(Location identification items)
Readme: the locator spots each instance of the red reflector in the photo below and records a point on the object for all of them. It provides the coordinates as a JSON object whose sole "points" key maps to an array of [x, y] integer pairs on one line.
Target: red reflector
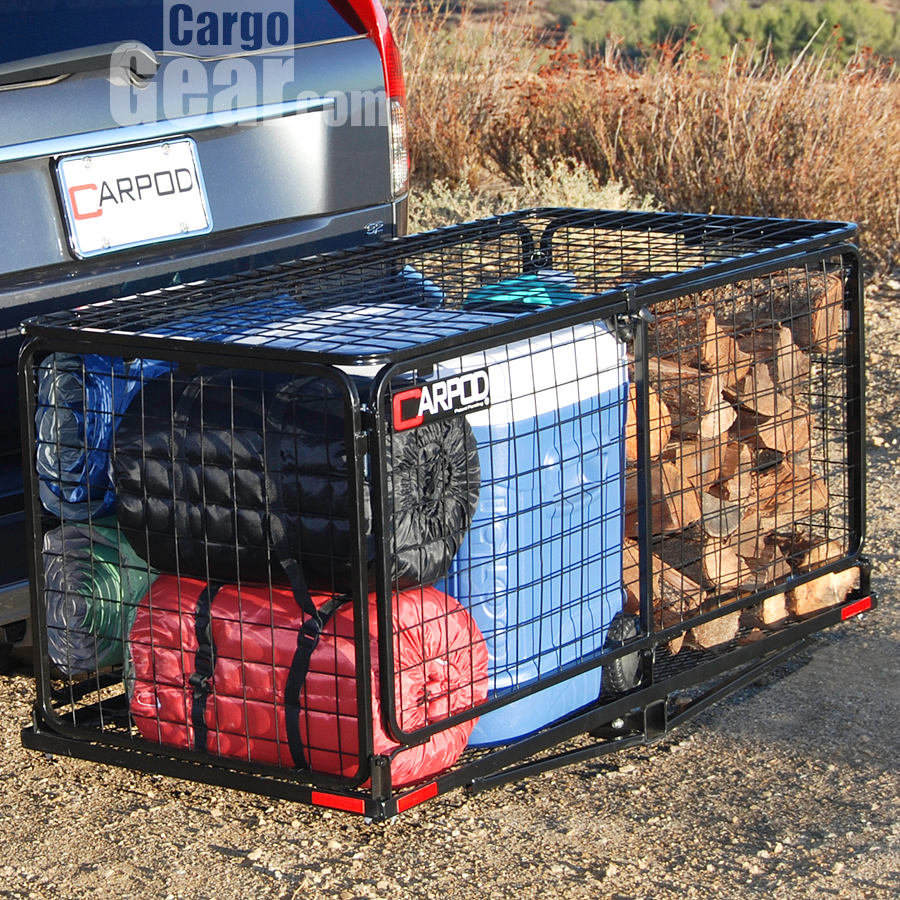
{"points": [[854, 609], [417, 797], [336, 801]]}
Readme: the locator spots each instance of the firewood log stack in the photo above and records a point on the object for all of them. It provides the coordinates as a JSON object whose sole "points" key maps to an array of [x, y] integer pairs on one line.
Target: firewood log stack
{"points": [[736, 495]]}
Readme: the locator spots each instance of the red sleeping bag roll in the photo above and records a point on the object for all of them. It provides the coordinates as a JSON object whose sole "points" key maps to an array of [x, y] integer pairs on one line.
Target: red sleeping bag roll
{"points": [[219, 670]]}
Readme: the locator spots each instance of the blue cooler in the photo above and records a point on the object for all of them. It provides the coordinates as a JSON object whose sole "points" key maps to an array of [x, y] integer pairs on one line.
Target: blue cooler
{"points": [[541, 567]]}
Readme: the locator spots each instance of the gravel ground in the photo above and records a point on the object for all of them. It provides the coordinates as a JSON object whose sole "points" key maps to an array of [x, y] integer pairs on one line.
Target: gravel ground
{"points": [[787, 789]]}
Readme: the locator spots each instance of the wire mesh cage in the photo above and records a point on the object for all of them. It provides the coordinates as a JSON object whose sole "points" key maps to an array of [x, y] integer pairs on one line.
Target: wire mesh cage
{"points": [[368, 526]]}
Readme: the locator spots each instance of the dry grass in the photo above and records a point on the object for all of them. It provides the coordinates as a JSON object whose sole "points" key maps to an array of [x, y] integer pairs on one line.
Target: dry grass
{"points": [[743, 137]]}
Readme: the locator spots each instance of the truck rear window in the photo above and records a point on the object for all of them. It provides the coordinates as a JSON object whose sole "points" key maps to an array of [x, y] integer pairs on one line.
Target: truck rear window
{"points": [[193, 27]]}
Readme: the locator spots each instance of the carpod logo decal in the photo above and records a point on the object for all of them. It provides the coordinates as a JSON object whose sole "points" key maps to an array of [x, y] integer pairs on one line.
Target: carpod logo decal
{"points": [[433, 400]]}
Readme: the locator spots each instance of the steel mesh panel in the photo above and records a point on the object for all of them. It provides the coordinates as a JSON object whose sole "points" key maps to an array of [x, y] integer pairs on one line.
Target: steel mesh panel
{"points": [[507, 607], [750, 442]]}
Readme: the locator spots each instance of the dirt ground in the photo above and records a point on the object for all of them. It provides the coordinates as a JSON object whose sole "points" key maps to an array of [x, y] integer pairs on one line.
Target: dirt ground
{"points": [[787, 789]]}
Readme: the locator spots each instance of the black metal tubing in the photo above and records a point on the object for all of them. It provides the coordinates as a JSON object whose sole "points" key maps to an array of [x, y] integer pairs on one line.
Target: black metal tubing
{"points": [[856, 388], [771, 650], [366, 434], [225, 773], [810, 235], [202, 356], [380, 394], [642, 391]]}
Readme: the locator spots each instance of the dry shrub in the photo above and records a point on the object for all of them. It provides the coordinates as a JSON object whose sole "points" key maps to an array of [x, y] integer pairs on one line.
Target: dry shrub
{"points": [[564, 183], [463, 72], [742, 137], [746, 138]]}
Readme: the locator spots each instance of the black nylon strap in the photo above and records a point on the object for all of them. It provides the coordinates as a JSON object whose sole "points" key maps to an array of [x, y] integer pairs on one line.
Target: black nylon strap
{"points": [[307, 641], [204, 664], [288, 557]]}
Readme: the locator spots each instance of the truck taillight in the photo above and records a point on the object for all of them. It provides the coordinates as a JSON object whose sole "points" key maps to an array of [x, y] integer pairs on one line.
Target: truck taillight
{"points": [[373, 19]]}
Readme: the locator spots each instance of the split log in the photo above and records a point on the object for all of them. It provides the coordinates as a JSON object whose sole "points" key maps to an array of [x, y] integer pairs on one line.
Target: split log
{"points": [[788, 431], [787, 494], [767, 614], [721, 518], [712, 564], [724, 568], [788, 365], [826, 590], [675, 597], [736, 468], [694, 398], [773, 610], [750, 637], [631, 576], [757, 393], [754, 530], [820, 324], [660, 424], [679, 600], [675, 504], [696, 460], [812, 309], [698, 341], [715, 632]]}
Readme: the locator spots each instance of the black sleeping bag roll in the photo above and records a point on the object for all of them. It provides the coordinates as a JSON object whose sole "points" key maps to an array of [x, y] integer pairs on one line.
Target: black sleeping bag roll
{"points": [[205, 490]]}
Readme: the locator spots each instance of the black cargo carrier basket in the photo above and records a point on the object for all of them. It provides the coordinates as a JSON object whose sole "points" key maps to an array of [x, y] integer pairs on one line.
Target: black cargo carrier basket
{"points": [[444, 512]]}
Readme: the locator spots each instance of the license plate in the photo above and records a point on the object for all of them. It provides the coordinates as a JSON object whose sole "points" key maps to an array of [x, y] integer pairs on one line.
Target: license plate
{"points": [[127, 198]]}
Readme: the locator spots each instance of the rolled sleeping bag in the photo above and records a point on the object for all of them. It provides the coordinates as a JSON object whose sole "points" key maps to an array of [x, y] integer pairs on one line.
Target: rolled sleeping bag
{"points": [[216, 670], [79, 400], [209, 483], [93, 582]]}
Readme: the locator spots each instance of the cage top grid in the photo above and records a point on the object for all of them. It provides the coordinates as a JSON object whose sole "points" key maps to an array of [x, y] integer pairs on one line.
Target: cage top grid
{"points": [[387, 302]]}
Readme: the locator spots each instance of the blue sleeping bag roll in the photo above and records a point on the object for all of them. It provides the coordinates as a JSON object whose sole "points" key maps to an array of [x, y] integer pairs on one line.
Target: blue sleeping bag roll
{"points": [[80, 400]]}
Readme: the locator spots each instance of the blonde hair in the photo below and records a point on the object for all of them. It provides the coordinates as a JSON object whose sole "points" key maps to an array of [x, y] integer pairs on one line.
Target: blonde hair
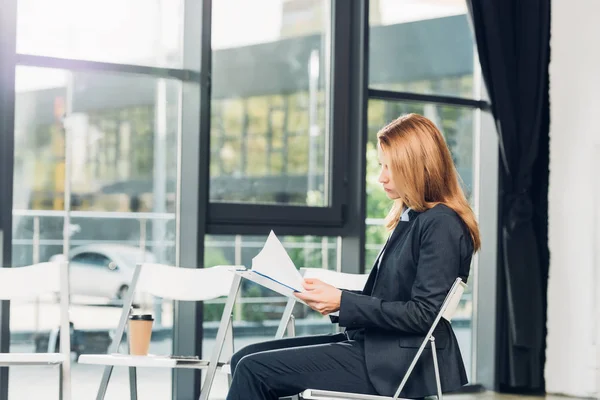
{"points": [[421, 165]]}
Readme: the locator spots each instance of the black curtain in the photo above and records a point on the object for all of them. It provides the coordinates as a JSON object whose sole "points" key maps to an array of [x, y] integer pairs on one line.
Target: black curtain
{"points": [[513, 38]]}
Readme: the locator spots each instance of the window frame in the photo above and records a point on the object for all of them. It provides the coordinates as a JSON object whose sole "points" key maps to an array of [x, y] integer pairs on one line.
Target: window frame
{"points": [[231, 217]]}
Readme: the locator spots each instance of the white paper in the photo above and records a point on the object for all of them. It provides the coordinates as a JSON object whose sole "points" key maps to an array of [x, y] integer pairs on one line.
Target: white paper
{"points": [[274, 262]]}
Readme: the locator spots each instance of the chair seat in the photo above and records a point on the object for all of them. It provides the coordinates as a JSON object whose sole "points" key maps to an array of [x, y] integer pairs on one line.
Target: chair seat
{"points": [[16, 359], [315, 394], [226, 369], [152, 361]]}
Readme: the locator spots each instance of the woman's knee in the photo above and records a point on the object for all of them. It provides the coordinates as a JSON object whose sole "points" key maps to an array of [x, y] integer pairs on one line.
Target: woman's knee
{"points": [[240, 354]]}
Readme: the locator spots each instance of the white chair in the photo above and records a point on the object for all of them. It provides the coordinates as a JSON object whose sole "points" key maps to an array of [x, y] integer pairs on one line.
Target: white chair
{"points": [[182, 284], [447, 312], [38, 280]]}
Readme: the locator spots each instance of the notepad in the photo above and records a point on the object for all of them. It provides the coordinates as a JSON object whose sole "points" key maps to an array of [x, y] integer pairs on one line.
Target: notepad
{"points": [[274, 264]]}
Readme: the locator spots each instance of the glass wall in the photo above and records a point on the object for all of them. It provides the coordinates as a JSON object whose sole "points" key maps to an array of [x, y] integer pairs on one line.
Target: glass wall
{"points": [[131, 32], [432, 59], [114, 138], [433, 52], [270, 96]]}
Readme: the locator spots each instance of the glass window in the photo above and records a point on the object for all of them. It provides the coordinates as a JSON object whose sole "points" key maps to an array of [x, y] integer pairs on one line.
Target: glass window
{"points": [[123, 134], [457, 126], [423, 46], [91, 259], [120, 31], [258, 310], [270, 94]]}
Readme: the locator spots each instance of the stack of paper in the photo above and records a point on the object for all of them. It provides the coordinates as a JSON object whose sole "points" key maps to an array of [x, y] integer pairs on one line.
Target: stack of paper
{"points": [[275, 269]]}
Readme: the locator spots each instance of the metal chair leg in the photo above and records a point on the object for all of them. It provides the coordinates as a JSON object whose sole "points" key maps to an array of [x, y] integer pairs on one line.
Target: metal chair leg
{"points": [[133, 383], [436, 368], [60, 382]]}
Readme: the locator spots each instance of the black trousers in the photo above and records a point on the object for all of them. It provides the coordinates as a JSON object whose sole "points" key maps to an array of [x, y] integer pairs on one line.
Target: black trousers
{"points": [[286, 367]]}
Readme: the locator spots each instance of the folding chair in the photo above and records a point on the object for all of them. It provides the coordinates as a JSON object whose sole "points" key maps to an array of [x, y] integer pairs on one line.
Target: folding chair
{"points": [[49, 278], [182, 284], [447, 311], [338, 279]]}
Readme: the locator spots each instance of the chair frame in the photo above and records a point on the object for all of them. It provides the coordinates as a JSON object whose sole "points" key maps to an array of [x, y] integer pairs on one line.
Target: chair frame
{"points": [[225, 334], [429, 339], [64, 328]]}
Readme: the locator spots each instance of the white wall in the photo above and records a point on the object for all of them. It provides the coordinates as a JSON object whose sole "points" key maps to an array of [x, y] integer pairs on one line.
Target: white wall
{"points": [[573, 350]]}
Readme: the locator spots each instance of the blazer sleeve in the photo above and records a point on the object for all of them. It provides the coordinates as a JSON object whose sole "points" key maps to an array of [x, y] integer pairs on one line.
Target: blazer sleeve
{"points": [[437, 269], [335, 318]]}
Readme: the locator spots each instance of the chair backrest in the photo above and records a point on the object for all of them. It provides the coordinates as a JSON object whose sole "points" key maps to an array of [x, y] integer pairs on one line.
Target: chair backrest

What is required
Write the lines out exactly, from the one with "Readme: the locator spots each instance of the black trousers" down to the last line of the listing, and leave out all others.

Response to the exercise
Readme: the locator spots each instance of the black trousers in the photo above and records a point on the object for all of them. It provides the coordinates as a JSON object whose sole "points" key maps to an array of [x, y] integer pairs on one line.
Target: black trousers
{"points": [[286, 367]]}
Readme: the locator spots each instance of the folding chair in the photo above and records a point on the object for all of them. It provides the coordinates as a JSON object whose sole "points" key maps to an array of [x, y] integer pairs on one line.
Target: folding chair
{"points": [[49, 278], [182, 284], [447, 311], [338, 279]]}
Readme: the locator spots each instance of the chair frame in the photo above and records a point on the object for all of them. It provides the coordinates as a JSON object whose sole "points" key maps to an array of [x, y] integer pairs on one line.
Target: chair frame
{"points": [[225, 334], [429, 339], [64, 328]]}
Readme: the locator spots each instance of the white wall in the photo above and records a point on the object for all of them. It provides the coordinates as a JSON object whose sole "points" key maps to an array of [x, y] integer pairs on one line.
Target: white wall
{"points": [[573, 350]]}
Readme: the locator spots each instance of the blazer sleeve in the photo above and records a point on the object for all of them. It provides the coordinates as a JSON object whose sole "points" key maps to an array of [x, y] integer pairs on one line.
Target: blazer sleeve
{"points": [[437, 269], [335, 318]]}
Readme: the locator spots each instance of the chair backrest in the photo above and records a point on the object for all of them. It provides the coordinates as a JSON object whose sole "points" key maps to an array of [x, y] integer pairs on one line.
Target: chair backrest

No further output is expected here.